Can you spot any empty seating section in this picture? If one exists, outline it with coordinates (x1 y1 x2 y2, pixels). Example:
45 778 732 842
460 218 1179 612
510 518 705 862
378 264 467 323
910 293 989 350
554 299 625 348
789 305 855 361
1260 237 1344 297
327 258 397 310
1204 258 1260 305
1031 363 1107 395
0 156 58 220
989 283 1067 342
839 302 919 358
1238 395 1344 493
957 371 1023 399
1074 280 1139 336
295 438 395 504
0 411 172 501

____________

_DO THIS_
Print every one of the records above again, unchanged, line for line.

_FINISHED ANSWER_
Can you spot any empty seating section in this picture? If one exists, outline it with coordinates (x1 y1 x2 y2, pixels). Example:
45 778 732 842
460 218 1179 612
510 518 705 862
378 264 467 323
910 293 989 350
554 299 625 348
789 305 855 361
1260 237 1344 297
327 258 397 310
1204 258 1260 305
1031 363 1107 395
0 156 58 220
989 283 1067 342
839 302 919 358
1238 395 1344 493
957 371 1023 399
1074 280 1139 336
295 438 395 504
0 411 172 501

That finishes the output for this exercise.